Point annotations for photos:
======
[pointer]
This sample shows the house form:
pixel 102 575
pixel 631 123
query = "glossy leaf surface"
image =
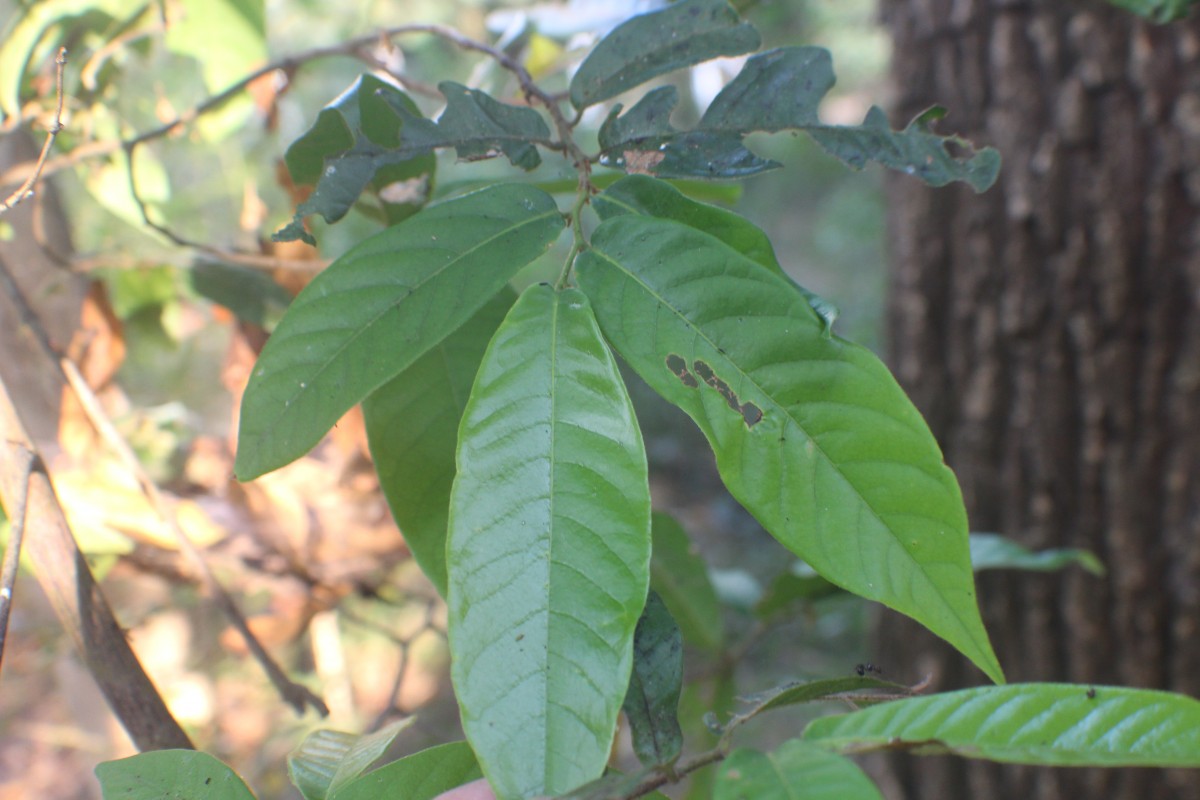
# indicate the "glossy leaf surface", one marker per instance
======
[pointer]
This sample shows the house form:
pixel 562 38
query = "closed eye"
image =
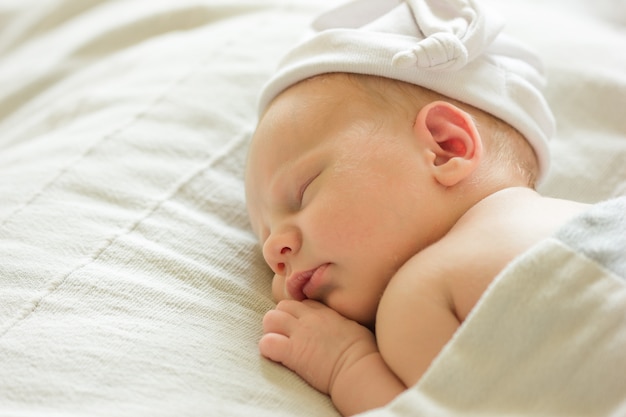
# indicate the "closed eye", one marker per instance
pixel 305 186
======
How many lines of the items above contain the word "surface"? Reply with the number alone.

Written answer: 2